This is a significant deal for Facebook on two separate fronts:

It ties Facebook up with one of the bigger companies in the area of mobile billing: Bango is the payments provider for RIM’s App World, which yesterday once again laid claim to being the second-most profitable app storefront after Apple’s — largely because of the fact that it has a strong business in paid apps and that those apps are billed directly to users’ mobile bills in 34 countries. RIM (NSDQ: RIMM) yesterday claimed that 13 percent of its App World developers earn in excess of $100,000, which is massive considering how many developers earn next to nothing.

In December last year, Bango also secured a deal with Amazon.

Like the Facebook announcement that deal provided no detail about what it was that Bango would do for the company — although that, too, could be an opportunity for Amazon (NSDQ: AMZN) to build carrier billing into its mobile apps. A spokesperson contacted today declined to comment on the details of either the Amazon or Facebook deals, although she did confirm that Amazon was an active customer.

The use of carrier billing also begs another question: for what? That could point to Facebook offering richer mobile services on its web platform. The could include paid content apps or the ability to pay for other goods and services, perhaps linked up with location-based deal offerings. As the FT points out, that’s something that Bango itself started to promote, coincidentally just when news began to leak out of Facebook’s own HTML5 push, code-named “Project Spartan.”

**Dataset excerpt**

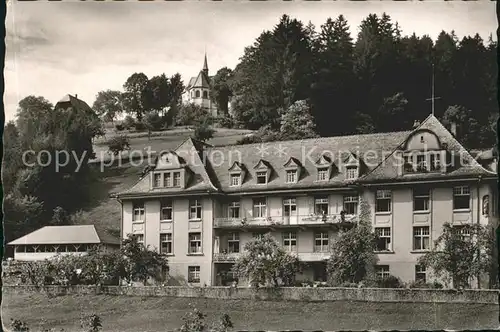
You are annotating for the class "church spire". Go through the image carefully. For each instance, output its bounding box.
[203,51,208,76]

**Tasks**
**a)** According to the text about Facebook's Bango deal, what percentage of App World developers does RIM say earn more than $100,000?
**b)** Pick up the text about Facebook's Bango deal after its final sentence and keep writing.
The listing is separate material and isn't part of the text about Facebook's Bango deal.

**Exercise results**
**a)** 13 percent.

**b)**
It could also mean Bango working alongside or in place of other billing partners: Bango competes directly with Facebook partners Zong and Boku.

The other significant side of Bango’s business is in the area of analytics for mobile web sites as well as apps. This is a service it already provides various high-profile publishers like CNN, Fox (NSDQ: NWS), and EA Mobile, among others — as well as to mobile ad agency AKQA — to help track how mobile content is used and consumed. That helps the publishers not only track what content “works” but also can be used to build profiles to sell advertising and marketing services.

If reports are true, that is another area where Facebook is going to have to start doing some serious tracking, too: the company is reportedly going to start inserting “sponsored stories” into mobile users’ feeds, which would represent Facebook’s first big foray into offering marketing services to brands since filing for its IPO last week — where it pointedly mentioned it had yet to start offering such revenue-generating services.

Facebook is holding an advertising confab at the end of this month — its first high-profile foray into wooing Madison Avenue — where it may well announce more details about how its mobile plans are progressing.

The other point to be made here is that it is interesting that Facebook is taking the road less traveled by companies like Apple (NSDQ: AAPL) and exploring routes to align itself with carriers as it expands what it does on mobile. It’s not the first time: Facebook has a whole swathe of non-smartphone users that can update their statuses by mobile; many of those feature phone Facebookers are using SMS, which also require carrier interconnections to operate.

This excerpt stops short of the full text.